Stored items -
----------------

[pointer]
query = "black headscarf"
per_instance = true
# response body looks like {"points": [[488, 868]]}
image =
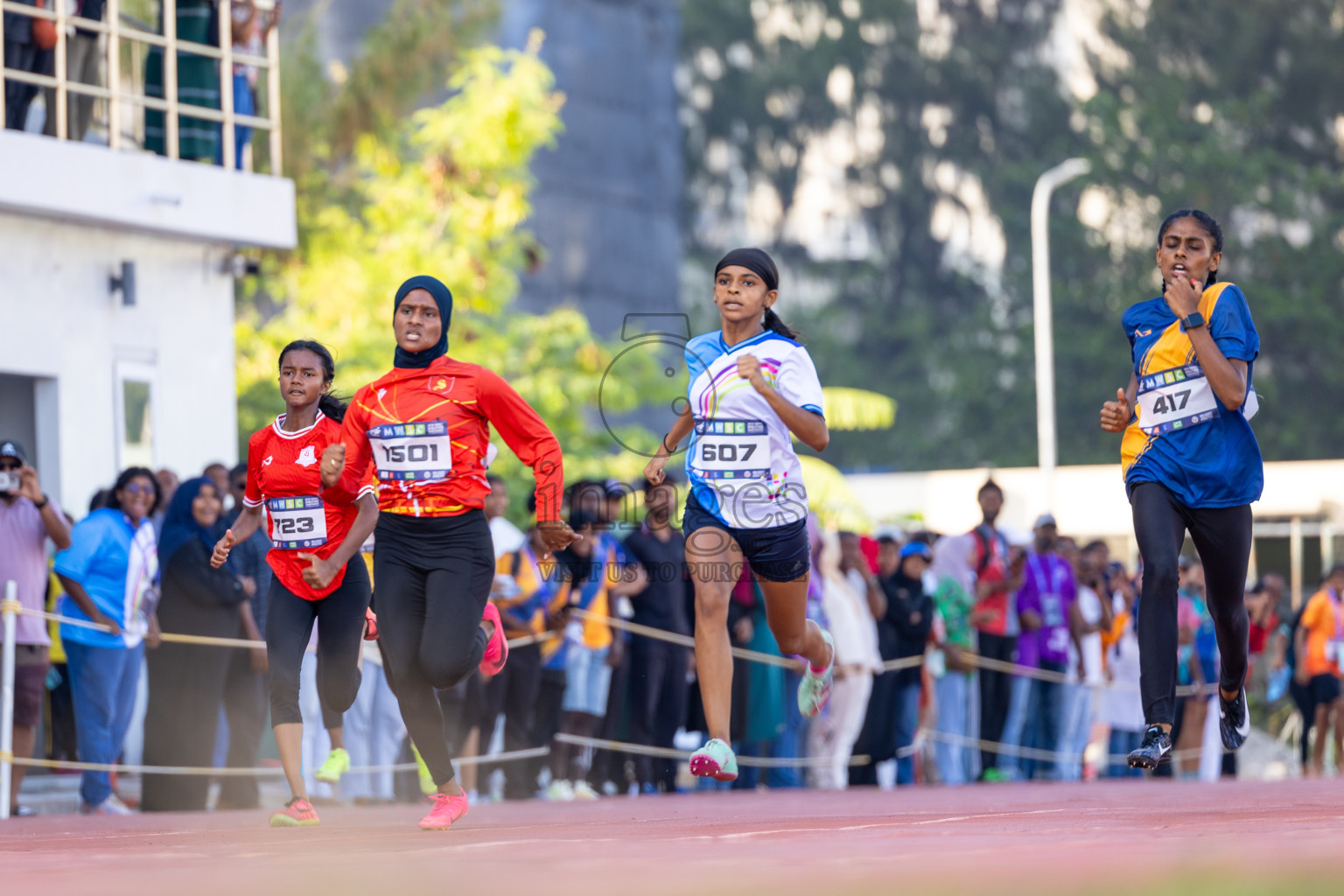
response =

----------------

Could you set down the records above exactly, skipping any picture?

Answer to the problem -
[pointer]
query = "black headscarf"
per_instance = true
# response body looks like {"points": [[488, 868]]}
image =
response =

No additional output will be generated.